# GIVEN DATA start
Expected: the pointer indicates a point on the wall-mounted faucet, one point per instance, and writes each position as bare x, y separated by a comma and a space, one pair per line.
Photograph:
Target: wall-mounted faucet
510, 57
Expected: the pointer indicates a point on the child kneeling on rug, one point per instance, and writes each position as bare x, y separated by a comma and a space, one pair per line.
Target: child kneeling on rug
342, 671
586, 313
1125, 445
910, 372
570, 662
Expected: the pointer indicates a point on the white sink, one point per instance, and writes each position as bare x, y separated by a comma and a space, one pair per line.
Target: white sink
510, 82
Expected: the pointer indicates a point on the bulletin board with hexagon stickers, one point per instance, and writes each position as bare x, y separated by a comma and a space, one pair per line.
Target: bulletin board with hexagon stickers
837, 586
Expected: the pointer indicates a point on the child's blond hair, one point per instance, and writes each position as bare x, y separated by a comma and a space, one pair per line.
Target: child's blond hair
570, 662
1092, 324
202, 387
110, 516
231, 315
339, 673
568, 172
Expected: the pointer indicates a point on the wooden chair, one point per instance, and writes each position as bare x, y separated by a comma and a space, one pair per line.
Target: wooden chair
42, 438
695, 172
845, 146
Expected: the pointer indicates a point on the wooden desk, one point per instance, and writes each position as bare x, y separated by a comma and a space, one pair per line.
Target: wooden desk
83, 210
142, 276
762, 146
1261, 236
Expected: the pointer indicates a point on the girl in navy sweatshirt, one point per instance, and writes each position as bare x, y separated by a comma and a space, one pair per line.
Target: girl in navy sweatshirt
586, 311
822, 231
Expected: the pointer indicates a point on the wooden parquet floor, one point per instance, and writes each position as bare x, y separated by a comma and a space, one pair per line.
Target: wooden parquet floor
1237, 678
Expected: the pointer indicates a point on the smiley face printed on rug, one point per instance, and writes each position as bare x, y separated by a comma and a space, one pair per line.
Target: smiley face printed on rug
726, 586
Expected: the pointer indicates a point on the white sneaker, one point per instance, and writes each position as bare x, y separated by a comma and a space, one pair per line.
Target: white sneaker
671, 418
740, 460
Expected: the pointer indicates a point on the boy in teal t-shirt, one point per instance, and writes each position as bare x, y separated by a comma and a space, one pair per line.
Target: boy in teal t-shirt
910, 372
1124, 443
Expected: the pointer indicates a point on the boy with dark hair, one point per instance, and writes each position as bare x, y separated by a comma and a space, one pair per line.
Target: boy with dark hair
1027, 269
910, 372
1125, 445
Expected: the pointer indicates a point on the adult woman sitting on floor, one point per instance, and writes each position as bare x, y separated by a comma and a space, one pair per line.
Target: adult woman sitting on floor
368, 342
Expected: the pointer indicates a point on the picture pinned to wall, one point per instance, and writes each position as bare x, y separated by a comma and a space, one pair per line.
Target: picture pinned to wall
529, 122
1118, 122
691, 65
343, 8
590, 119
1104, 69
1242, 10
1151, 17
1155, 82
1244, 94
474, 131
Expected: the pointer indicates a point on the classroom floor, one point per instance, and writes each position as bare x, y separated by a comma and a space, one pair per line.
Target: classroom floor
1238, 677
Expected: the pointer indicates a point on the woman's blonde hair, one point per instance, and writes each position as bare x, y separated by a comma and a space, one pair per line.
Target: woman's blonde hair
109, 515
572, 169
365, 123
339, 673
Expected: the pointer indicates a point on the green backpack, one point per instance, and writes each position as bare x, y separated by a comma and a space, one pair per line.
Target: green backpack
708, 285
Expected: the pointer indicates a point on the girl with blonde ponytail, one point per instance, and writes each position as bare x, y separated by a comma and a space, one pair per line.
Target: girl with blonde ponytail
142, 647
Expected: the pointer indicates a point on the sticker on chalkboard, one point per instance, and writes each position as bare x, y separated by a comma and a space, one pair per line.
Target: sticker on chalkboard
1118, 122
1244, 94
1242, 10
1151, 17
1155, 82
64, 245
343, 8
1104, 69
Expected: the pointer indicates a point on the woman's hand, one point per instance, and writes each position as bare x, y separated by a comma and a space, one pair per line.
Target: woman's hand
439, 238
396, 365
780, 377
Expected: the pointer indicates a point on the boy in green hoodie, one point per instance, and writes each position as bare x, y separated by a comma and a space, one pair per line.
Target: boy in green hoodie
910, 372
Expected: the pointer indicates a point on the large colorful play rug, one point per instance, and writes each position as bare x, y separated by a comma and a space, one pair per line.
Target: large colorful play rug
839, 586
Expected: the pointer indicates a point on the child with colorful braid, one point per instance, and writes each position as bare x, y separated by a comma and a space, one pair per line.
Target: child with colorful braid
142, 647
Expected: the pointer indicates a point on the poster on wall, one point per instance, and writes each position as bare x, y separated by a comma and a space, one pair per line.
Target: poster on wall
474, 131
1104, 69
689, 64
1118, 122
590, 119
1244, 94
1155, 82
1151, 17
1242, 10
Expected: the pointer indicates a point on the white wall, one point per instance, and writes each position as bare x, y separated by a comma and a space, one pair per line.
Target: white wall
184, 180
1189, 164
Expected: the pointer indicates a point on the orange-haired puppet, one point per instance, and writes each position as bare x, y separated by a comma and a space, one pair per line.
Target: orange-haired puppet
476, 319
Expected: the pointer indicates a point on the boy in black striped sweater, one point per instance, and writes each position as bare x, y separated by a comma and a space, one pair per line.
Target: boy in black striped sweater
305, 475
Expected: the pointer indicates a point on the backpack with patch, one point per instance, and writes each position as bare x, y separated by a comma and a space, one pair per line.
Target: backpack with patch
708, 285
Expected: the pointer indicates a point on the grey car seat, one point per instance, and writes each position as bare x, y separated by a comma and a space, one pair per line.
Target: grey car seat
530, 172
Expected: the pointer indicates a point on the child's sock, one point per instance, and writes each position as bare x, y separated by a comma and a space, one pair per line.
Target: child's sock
# GIVEN DATA end
• [EXERCISE INSTRUCTIONS]:
Give back exactly the lines beginning at the one with "Expected: the pointer indicates a point on the boy in green" and ending at the final line of the material; both boundary lines belong in it.

• [RESPONSE TO THE EXERCISE]:
Expected: the pointer indicates a point on the boy in green hoodie, one point per instance, and writes each position as bare x, y separated by a comma and a space, one pair per line.
Target: boy in green hoodie
910, 372
Expected: the pointer indicates a point on the large colorful play rug, one point per instance, and writes each position as bare x, y separated by a comma and a space, one pair per line.
Target: large colorful play rug
839, 586
Expected: the pointer indicates a point on the child with colorful braid, one point per instance, and writes each position as bare x, y separated by a comma and a space, one pair per line.
Target: child with colorful braid
142, 647
Expected: the pointer indicates a point on the poster on wall, one point per instance, and writes each position as bare x, y separated by a comma and a space, one pair per line.
Target: poster on wall
474, 131
1104, 69
689, 64
1118, 122
590, 119
1244, 94
1155, 82
1151, 17
1242, 10
Expected: the pointer indicates a point on the white wall, one point per instance, and writes each position as bare x, y separated by a comma and a space, one pair per line.
Target: white wall
184, 180
1189, 164
Expected: the pointer indicates a point on the orange-haired puppet, one point per instance, and writes each position as bare x, y separated by a comma and a space, one pair per line.
Target: orange-haired puppet
476, 319
Expected: the pointer indicates a point on the boy in black striped sweater, one point per instance, and writes each position as bare x, y separated by a comma and a space, one pair per line.
Target: boy in black striped sweater
305, 475
Expected: the pointer indicates a point on the backpack with patch, one point per instance, and writes each position as bare x, y separated by a comma and a space, one pair per line.
Target: backpack with patch
708, 285
Expected: the pointer indicates a point on the grey car seat, one point per instance, and writes each position as bare x, y separated by a comma and a space, one pair per line.
Target: grey car seat
530, 172
Expected: the pointer indicates a point on the child's sock, one point per instance, and writes each position as bare x, y separated by a comma and a space, one pair per line.
Target: child's sock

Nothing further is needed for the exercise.